Bu memleketin sokaklarında gittikçe dindarlaşan insanların dolaşmasının bizi daha iyiye götüreceğini sananlar okumalı.

Tekil örneklerden hareketle bir grubu zan altında bırakmak doğru değil, ama eğer “paralel işi” falan değilse, tam da cuma düzenlemesinin falan yapıldığı günlerde Rize’de, Gerze’de erkek çocukları tacizden – hem de Kuran kursunda - yargılanan, bundan ceza alan “dindar” yöneticilere dair haberler okumak epey kafa karıştırıcı.

Geçenlerde, birlikte yürürken yolda, pat diye soruverdi oğlum; “Baba ya, bu yaşa gelmişsin, hiç keyifle yaşadığın zamanlar olmadı mı bu memlekette?” diye. Demek gına geldi çocuğa; bizi her seçim sonrası depresif mutsuz; sokağa çıkma yasaklarıyla, yollarda bulunun cesetlerle kahrolurken görmekten.

Ne kadar tekinsiz yolları bu memleketin; arkasına bakmadan yürüyebilene aşk olsun. 20 yıl önce dün, 8 Ocak’ta, yolda yürürken, yürüyenleri haberleştirirken almışlardı Metin Göktepe’yi. İşkence ve ölüm geldi ardından. Şimdi de, sokağa çıkma yasağının hüküm sürdüğü yerlerde, yolda yürüyemez oldu gazeteciler.

- _Görevler_:
(1) Aşağıdaki ifadelerin yukarıdaki belge alıntısıyla uyuşup uyuşmadığını her biri için evet ya da hayır diyerek belirtin ve karara esas olan sözleri alıntıdan aynen aktarın: (a) Metin Göktepe, 8 Ocak'ta yolda yürürken alınmıştır. (b) Yazara yolda soru soran kişi kızıdır. (c) Yazar, tekil örneklerden yola çıkarak bir grubu zan altında bırakmanın doğru olduğunu söyler.
(2) Belge alıntısında "Geçenlerde, birlikte yürürken yolda" diye başlayan paragrafı, ana bilgilerini koruyarak daha kısa biçimde yeniden yazın.
(3) Belge alıntısındaki yazıyı, son cümlesinden sonra gelecek şekilde sürdürün.

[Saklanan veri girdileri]

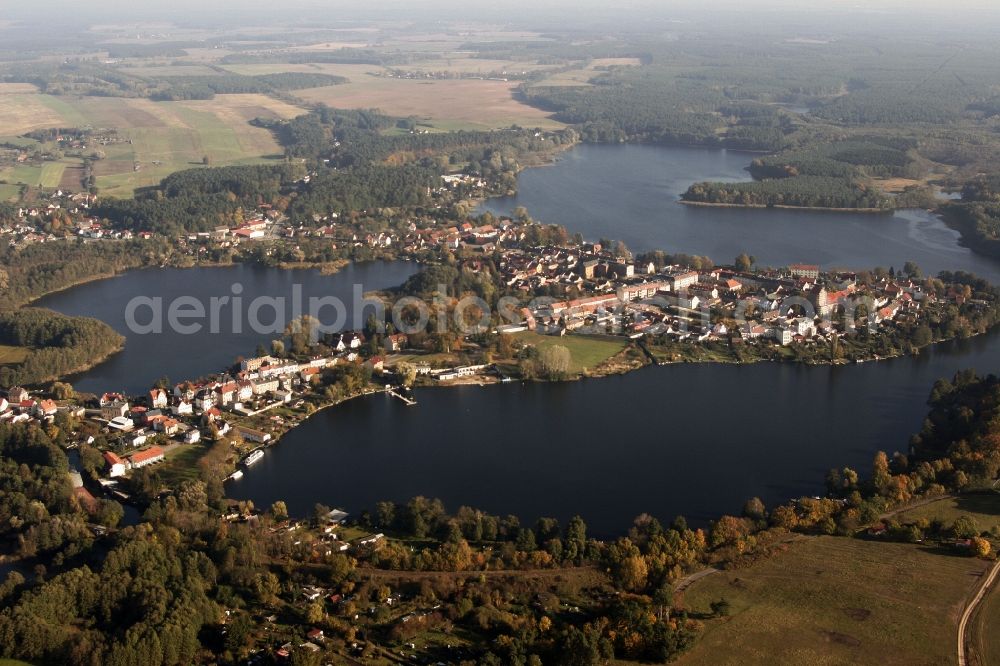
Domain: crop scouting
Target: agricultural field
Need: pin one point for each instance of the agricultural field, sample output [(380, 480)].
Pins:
[(154, 71), (163, 137), (349, 71), (983, 508), (586, 352), (984, 642), (22, 110), (444, 104), (835, 600), (582, 76)]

- _Cevaplar_:
(1)
(a) Evet: "20 yıl önce dün, 8 Ocak’ta, yolda yürürken, yürüyenleri haberleştirirken almışlardı Metin Göktepe’yi."
(b) Hayır: "pat diye soruverdi oğlum"
(c) Hayır: "Tekil örneklerden hareketle bir grubu zan altında bırakmak doğru değil"

(2) Yazarla birlikte yolda yürüyen oğlu, ona bu memlekette hiç keyifle yaşadığı zamanlar olup olmadığını birden sordu. Yazara göre çocuk, onları her seçimden sonra mutsuz görmekten bıkmıştı. Sokağa çıkma yasakları ve yollarda bulunan cesetler yüzünden kahrolmalarını görmekten de usanmıştı.

(3)
Yollarında yürünebilen kentlerde de, tutup Silivri’ye tıkıyorlar yazdıklarını beğenmedikleri gazetecileri. Ürkek güvercinler gibi yaşayanlarımızı, en işlek yollarında memleketin, arkadan vurup öldürmelerinin üzerinden de çok geçmedi.

Bizim, neyse ki her şeye karşın yaşamasını bilen insanlar olarak, zaman zaman keyif de alarak yürüdüğümüz yollarında memleketin, yarın çocuklarımız yürüyecek kendi çocuklarının ellerinden tutarak.
Hiç değilse o zaman, umarım, yollarda cesetlerin değil, sıradan şeylerin bulunduğu bir memleket olur buralar. Umarın o zaman, artık çocukları “Keyifle yaşadığınız zamanlar olmadı mı?” diye sormazlar babalarına, keyifle yürürken yollarda.